**EXERCISE BRIEF**
Reproduce the following data word for word, with every line kept exactly as it stands.

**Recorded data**
-*-*-

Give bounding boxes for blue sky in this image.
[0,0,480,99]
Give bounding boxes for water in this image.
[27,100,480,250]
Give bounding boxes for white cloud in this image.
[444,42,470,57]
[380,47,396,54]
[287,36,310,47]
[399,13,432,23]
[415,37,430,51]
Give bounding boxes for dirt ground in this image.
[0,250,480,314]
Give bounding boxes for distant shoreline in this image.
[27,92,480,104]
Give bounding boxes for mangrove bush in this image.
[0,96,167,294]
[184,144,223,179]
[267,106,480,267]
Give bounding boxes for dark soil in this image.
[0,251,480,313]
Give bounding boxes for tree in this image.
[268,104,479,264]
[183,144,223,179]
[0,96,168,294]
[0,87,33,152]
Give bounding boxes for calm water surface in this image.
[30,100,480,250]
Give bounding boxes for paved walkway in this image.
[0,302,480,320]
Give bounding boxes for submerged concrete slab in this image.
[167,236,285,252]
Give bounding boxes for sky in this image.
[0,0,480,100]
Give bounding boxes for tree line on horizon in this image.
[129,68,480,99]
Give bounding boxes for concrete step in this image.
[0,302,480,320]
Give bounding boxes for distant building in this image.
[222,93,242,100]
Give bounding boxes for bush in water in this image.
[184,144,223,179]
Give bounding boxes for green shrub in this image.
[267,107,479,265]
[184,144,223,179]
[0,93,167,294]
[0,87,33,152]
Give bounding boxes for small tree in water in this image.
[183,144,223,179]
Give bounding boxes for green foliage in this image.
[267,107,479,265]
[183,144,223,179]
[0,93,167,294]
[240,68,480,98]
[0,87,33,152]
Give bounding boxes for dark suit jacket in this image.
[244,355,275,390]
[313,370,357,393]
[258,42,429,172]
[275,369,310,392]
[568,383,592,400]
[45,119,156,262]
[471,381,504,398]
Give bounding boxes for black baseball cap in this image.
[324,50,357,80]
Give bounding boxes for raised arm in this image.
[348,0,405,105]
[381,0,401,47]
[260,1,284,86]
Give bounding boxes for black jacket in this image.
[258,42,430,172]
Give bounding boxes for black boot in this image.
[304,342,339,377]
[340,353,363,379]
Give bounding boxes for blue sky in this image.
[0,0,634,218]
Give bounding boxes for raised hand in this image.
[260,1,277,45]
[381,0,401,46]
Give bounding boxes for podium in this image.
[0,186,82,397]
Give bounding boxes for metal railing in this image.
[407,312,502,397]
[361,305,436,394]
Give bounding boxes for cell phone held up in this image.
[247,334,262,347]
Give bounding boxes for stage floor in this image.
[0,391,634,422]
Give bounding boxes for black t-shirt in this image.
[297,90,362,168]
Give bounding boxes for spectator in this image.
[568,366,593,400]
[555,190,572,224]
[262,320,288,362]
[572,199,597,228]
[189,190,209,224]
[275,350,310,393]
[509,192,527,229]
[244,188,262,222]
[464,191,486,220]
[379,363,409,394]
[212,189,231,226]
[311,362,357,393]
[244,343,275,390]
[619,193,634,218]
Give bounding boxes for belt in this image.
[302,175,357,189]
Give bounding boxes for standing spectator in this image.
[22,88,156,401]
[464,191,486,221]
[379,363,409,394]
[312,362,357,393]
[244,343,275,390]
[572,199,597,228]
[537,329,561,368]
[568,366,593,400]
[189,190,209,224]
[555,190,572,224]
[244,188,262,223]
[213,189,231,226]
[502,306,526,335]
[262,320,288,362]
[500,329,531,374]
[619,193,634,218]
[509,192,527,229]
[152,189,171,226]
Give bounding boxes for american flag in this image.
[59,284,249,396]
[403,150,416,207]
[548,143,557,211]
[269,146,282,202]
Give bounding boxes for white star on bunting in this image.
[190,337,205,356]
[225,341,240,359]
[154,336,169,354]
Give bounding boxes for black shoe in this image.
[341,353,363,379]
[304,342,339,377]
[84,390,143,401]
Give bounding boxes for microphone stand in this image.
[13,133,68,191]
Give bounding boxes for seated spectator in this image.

-*-*-

**COMPLETE OUTPUT**
Give bounding boxes for blue sky in this image.
[0,0,480,99]
Give bounding boxes for water in this image.
[27,100,480,250]
Give bounding boxes for white cloud in this image.
[444,42,470,57]
[380,47,396,54]
[287,36,310,47]
[399,13,432,23]
[415,37,430,51]
Give bounding boxes for dirt ground in this image.
[0,250,480,314]
Give bounding boxes for distant shoreline in this image.
[27,92,480,104]
Give bounding boxes for mangrove bush in this image.
[0,96,167,294]
[184,144,223,179]
[267,106,480,267]
Give bounding boxes for dark soil in this image.
[0,251,480,313]
Give bounding boxes for tree in this image.
[268,104,479,264]
[183,144,223,179]
[0,96,168,294]
[0,87,33,152]
Give bounding boxes for calm water surface in this image.
[30,100,480,250]
Give bounding boxes for paved walkway in this image.
[0,302,480,320]
Give bounding boxes for submerged concrete slab in this image.
[167,236,285,252]
Give bounding boxes for sky in this image.
[0,0,480,100]
Give bounding boxes for tree line on horizon in this image.
[129,68,480,99]
Give bounding boxes for concrete step in this image.
[0,302,480,320]
Give bounding boxes for distant building in this image.
[222,93,242,100]
Give bounding boxes for bush in water in this image.
[184,144,223,179]
Give bounding boxes for green shrub in this image.
[267,107,479,265]
[184,144,223,179]
[0,93,167,294]
[0,87,33,152]
Give bounding boxes for small tree in water in this image.
[183,144,223,179]
Give bounding boxes for green foliage in this image.
[267,107,479,265]
[183,144,223,179]
[0,93,167,294]
[240,68,480,98]
[0,87,33,152]
Give bounding boxes for dark suit jacket in this image.
[244,355,275,390]
[313,370,357,393]
[258,42,429,172]
[275,369,310,392]
[568,383,592,400]
[45,119,156,262]
[471,381,504,398]
Give bounding boxes for black baseball cap in this image.
[324,50,357,80]
Give bounding boxes for raised arm in this image.
[348,0,405,105]
[381,0,401,47]
[260,1,284,86]
Give bounding boxes for black jacket in this image.
[258,42,430,172]
Give bounding boxes for black boot in this image.
[304,342,339,377]
[340,353,363,379]
Give bounding boxes for blue sky in this image.
[0,0,634,218]
Give bounding boxes for raised hand in this image.
[260,1,277,45]
[381,0,401,46]
Give bounding boxes for podium in this image.
[0,186,82,397]
Give bounding boxes for metal railing in this image.
[407,312,502,397]
[361,305,436,394]
Give bounding boxes for cell phone held up in this image.
[247,334,262,347]
Give bounding boxes for stage floor in this image.
[0,391,634,422]
Give bounding boxes for black t-shirt in this image.
[297,90,362,168]
Give bounding boxes for spectator in this image.
[568,366,593,400]
[555,190,572,224]
[262,320,288,362]
[572,199,597,228]
[189,190,209,224]
[275,350,310,393]
[509,192,527,229]
[244,188,262,222]
[464,191,486,220]
[379,363,409,394]
[212,189,231,226]
[311,362,357,393]
[244,343,275,390]
[619,193,634,218]
Give bounding boxes for belt in this image.
[302,175,357,189]
Give bounding boxes for standing spectator in this image.
[22,88,156,401]
[464,191,486,221]
[379,363,409,394]
[312,362,357,393]
[244,343,275,390]
[572,199,597,228]
[537,329,561,368]
[568,366,593,400]
[189,190,209,224]
[555,190,572,224]
[244,188,262,223]
[213,189,231,226]
[502,306,526,335]
[262,320,288,362]
[500,329,531,374]
[619,193,634,218]
[509,192,527,229]
[152,189,171,226]
Give bounding boxes for american flag in this image.
[59,284,249,396]
[403,150,416,207]
[548,143,557,211]
[269,146,282,202]
Give bounding boxes for white star on bunting in this image.
[190,337,205,356]
[225,341,240,359]
[154,336,169,354]
Give bounding boxes for black shoe in this image.
[341,353,363,379]
[304,342,339,377]
[84,390,143,401]
Give bounding boxes for microphone stand in this image.
[13,133,68,191]
Give bounding boxes for seated spectator in this image.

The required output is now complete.